Could you reproduce the lines below from the one with "Target: seal's nose" through the one with "Where can the seal's front"? Keep both ends and add nothing.

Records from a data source
[Start of section]

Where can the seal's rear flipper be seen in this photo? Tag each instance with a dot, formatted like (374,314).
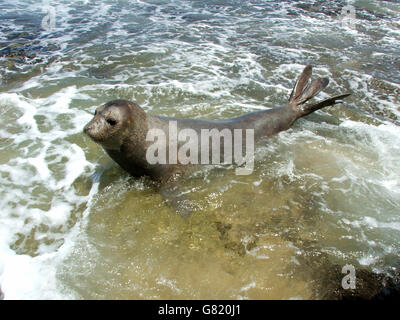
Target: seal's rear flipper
(304,90)
(308,108)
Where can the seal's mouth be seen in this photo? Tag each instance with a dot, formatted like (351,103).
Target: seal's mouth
(88,130)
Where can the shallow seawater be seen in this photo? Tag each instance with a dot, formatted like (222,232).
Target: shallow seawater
(323,194)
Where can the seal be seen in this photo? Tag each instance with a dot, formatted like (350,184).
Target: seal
(121,127)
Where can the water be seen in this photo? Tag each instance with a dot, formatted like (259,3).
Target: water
(324,193)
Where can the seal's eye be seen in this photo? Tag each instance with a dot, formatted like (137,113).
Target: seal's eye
(111,121)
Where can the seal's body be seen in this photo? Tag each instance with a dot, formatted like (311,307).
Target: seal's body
(121,126)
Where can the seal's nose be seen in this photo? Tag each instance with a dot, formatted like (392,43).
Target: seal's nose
(87,128)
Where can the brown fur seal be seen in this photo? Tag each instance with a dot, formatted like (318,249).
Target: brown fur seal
(121,127)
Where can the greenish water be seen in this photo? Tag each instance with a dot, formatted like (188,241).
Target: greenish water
(323,194)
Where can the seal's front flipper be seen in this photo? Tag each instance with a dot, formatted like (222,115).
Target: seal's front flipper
(304,90)
(177,198)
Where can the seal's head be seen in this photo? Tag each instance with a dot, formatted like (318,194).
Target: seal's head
(111,123)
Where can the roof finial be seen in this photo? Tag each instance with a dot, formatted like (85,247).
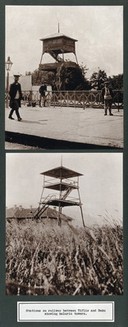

[End of section]

# Solution
Target: seal's nose
(87,128)
Where can the brown fur seal be seen in this photo? Tag each instance with a dot, formatted like (318,249).
Target: brown fur seal
(121,127)
Where can the greenish water be seen in this photo? Tag each instance with a dot, formatted like (188,241).
Target: greenish water
(323,194)
Where can the seal's front flipper be seen in this photo? Tag each instance with a dot, formatted like (222,115).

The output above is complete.